Sei lì nel teatro, si spengono le luci.
Lino Guanciale appare, ti dice che il suo viaggio partirà da Itaca e che, come è giusto e naturale che sia, ad Itaca dovrà tornare.
Il viaggio è un mezzo di crescita, un modo per cambiare, per migliorare, pur restando sempre fedeli a se stessi.
Per trascinarti con lui usa la sua storia, la sua vita, le sue prime volte e ti invita a provare a sentirle tue, ad immedesimarti e a riconoscerti nelle esperienze personali che lo hanno formato.
Ti dice che è uno spogliarello psicologico e che si metterà a nudo per te, per coinvolgerti in un’esperienza formativa.
E la magia riesce, anche stavolta, come tutte le volte che mi ritrovo davanti ad un palco ad ammirare questo mago potentissimo ed incantatore.
Le sue mani si muovono come se avessero vita propria e raccontano mille storie diverse, trasmettendoti la stessa intensità delle sue parole.
Ogni volta mi stupisco sempre per il miracolo che riesce a compiere sulla mia psiche.
Lui dice che si spoglia ma quella nuda sei tu, tu che lo guardi rapita e ripercorri la tua di vita insieme alla sua.

[Voci fornite]:
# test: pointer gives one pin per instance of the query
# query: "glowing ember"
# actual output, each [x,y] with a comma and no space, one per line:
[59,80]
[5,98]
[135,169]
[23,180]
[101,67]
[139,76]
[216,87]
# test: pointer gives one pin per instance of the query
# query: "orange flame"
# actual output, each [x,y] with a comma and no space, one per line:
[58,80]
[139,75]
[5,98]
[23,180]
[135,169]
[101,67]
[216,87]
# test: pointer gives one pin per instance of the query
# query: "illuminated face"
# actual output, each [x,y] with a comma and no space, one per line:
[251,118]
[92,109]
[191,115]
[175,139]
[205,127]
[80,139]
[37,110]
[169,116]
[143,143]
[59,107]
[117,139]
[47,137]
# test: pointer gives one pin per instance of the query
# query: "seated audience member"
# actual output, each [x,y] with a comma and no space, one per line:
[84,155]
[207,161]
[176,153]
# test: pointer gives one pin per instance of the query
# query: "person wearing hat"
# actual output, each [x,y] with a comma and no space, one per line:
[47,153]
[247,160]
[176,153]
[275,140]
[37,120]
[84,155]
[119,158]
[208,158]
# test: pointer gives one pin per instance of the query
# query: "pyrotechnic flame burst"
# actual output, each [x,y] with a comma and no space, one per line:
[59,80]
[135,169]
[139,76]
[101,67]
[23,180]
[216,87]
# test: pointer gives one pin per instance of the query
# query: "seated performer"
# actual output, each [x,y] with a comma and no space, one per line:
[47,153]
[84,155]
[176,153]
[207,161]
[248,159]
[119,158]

[Compiti da svolgere]:
**a)** Rispondi a queste domande sul brano dello spettacolo di Lino Guanciale:
(i) Da quale luogo partirà il viaggio di cui parla Guanciale?
(ii) Come definisce lui stesso il suo mettersi a nudo davanti al pubblico?
(iii) Che cosa fanno le sue mani mentre è sul palco?
**b)** Scrivi il seguito del brano sullo spettacolo di Lino Guanciale, riprendendo dopo la sua ultima frase.
Le voci riportate provengono da un'altra fonte.

[Risposte per compito]:
**a)**
(i) Da Itaca, dove dovrà anche tornare.
(ii) Come uno spogliarello psicologico.
(iii) Si muovono come se avessero vita propria e raccontano mille storie diverse.

**b)**
Recita il canto di Ulisse, dalla Divina Commedia, e ti sembra di vederla quella fiamma che brucia per il bisogno di virtute e canoscenza.
La livella di Totò, interpretata magistralmente, ti fa sorridere e perdere nei ricordi dolcissimi d’infanzia legati al Principe De Curtis.
Poi racconta di Ennio Flaiano, facendoti sbellicare dalle risate, e pensi che il filo conduttore tra Itaca e Non svegliate lo spettatore non è casuale ma una concreta e tangibile costruzione di vita, fatta tassello dopo tassello.
La musica di Cavuti è una carezza, un ballo sensuale e dolcissimo.
Ho avuto la necessità di chiudere gli occhi e di perdermi completamente.
Stavo ballando, con il capo idealmente reclinato sulla spalla di questo musicista enorme che mi cullava, come ad accompagnarmi in una passeggiata nella mia vita.
Le risate hanno lasciato spazio alla commozione, con l’ideale incontro tra Flaiano, padre di una bimba malata, e un ipotetico Messia tornato sulla terra dei nostri giorni.
La lettura della poesia “Il pianto della scavatrice” di Pasolini ti riporta alla ricerca delle radici, dell’umiltà che dobbiamo riuscire a provare, al legame con la nostra storia, da cui troppo spesso ci allontaniamo, dimenticando chi siamo e da dove veniamo.
Nel racconto spiritosissimo delle avventure con il professore di arte mi sono riconosciuta come l’immagine di una carta copiativa.
Mi ha ricordato quando, nonostante tutto l’impegno possibile, sembrava sempre che i miei disegni fossero vittima di misteriose macchie sporche che apparivano dal nulla ad inficiare il lavoro di ore ed ore.
La lettura delle poesie più famose, dandogli un’anima, una dimensione immortale, mi ha deliziata.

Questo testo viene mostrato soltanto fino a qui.